* Task: Among the records below, find the lines with the word "yellow" and copy them.

##### Data for the task #####

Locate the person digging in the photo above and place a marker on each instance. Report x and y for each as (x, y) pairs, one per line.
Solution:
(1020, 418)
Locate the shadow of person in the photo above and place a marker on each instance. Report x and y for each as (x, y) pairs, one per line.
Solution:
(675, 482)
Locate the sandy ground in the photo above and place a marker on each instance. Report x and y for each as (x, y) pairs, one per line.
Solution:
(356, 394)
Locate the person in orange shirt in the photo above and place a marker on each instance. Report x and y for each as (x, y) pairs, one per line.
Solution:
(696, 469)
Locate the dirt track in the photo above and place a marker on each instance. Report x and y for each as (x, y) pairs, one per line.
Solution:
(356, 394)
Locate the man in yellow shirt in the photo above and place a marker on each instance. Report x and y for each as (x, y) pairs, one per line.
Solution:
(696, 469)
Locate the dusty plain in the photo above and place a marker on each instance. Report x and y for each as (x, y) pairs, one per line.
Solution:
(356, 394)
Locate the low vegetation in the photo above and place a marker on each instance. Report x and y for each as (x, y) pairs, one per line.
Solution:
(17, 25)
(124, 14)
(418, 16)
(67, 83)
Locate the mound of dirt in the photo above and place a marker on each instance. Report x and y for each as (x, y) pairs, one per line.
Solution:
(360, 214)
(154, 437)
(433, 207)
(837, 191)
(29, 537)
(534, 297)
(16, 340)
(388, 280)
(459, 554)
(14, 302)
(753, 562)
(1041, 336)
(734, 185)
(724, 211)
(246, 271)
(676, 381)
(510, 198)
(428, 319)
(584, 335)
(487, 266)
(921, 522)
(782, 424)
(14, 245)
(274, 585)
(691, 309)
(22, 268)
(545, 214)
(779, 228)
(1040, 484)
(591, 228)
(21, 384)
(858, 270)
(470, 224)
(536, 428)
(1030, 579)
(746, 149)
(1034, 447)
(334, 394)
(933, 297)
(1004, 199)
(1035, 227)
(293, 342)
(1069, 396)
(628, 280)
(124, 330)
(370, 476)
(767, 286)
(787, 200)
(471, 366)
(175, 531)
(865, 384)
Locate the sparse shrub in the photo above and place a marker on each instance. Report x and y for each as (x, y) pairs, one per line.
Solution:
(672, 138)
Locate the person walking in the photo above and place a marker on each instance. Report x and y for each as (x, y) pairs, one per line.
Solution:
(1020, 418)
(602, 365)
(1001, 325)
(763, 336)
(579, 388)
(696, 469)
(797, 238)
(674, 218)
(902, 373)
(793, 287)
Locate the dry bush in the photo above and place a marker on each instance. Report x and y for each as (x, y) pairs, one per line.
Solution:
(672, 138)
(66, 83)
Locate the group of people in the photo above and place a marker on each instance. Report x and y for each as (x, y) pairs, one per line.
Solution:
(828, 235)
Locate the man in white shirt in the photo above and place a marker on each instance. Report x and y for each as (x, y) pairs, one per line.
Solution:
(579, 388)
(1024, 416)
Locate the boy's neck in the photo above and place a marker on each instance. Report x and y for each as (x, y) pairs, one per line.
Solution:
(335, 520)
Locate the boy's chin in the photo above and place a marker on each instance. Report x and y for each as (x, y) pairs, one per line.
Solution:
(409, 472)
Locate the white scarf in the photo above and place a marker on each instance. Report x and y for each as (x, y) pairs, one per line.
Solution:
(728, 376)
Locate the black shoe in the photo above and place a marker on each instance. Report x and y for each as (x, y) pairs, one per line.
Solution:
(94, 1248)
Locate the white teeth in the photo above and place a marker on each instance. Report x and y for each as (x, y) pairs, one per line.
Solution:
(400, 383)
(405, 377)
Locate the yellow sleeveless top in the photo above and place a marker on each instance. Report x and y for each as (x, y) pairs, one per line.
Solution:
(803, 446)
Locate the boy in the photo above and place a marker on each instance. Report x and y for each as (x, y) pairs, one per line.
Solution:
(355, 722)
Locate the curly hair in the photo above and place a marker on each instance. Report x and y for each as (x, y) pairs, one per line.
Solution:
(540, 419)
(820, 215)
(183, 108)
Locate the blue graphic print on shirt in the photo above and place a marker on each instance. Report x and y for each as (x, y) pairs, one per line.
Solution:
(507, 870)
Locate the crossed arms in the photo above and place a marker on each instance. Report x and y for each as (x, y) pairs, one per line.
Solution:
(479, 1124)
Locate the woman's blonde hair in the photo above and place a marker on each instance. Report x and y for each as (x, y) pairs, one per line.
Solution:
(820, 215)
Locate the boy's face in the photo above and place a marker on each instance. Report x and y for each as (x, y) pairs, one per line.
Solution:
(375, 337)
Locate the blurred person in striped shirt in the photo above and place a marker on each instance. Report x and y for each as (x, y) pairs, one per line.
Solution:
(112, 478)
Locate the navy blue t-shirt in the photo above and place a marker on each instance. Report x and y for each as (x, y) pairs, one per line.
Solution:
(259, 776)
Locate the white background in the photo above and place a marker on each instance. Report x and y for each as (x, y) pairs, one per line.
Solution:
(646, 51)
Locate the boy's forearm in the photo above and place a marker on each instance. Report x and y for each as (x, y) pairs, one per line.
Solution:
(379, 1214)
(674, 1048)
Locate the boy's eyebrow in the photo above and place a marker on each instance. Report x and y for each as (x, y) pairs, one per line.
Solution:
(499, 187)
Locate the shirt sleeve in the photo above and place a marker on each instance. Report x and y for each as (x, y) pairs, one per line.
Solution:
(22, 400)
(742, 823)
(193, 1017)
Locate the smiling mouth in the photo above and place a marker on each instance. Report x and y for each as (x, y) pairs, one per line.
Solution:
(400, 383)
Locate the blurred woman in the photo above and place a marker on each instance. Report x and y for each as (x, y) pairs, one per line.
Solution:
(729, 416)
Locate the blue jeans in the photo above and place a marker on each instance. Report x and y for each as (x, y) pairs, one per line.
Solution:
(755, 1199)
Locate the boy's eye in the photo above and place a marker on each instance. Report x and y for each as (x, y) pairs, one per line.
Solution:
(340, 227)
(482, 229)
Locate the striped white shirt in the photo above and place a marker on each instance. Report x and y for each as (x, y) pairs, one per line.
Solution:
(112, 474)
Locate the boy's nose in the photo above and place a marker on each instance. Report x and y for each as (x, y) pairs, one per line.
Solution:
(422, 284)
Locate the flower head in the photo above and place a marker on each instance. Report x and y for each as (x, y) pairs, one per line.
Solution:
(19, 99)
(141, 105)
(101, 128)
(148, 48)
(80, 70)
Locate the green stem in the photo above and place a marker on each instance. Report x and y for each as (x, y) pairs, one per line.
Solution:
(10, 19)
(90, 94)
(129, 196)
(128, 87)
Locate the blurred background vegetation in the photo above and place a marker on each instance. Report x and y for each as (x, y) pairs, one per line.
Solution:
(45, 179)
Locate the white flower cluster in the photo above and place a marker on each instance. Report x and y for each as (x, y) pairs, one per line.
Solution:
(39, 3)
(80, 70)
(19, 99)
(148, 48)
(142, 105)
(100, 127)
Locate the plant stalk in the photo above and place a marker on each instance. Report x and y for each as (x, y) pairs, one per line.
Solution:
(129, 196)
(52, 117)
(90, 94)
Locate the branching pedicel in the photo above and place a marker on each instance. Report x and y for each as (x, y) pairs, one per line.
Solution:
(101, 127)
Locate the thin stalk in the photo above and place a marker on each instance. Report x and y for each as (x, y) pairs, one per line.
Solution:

#####

* Finished task:
Locate the man in yellow shirt in the photo above and place a marker on each instance. Report x and y for each as (x, y) pairs, one per line.
Locate the yellow sleeveless top in the photo above and place a marker on each instance. Report x and y for each as (x, y) pairs, one per line.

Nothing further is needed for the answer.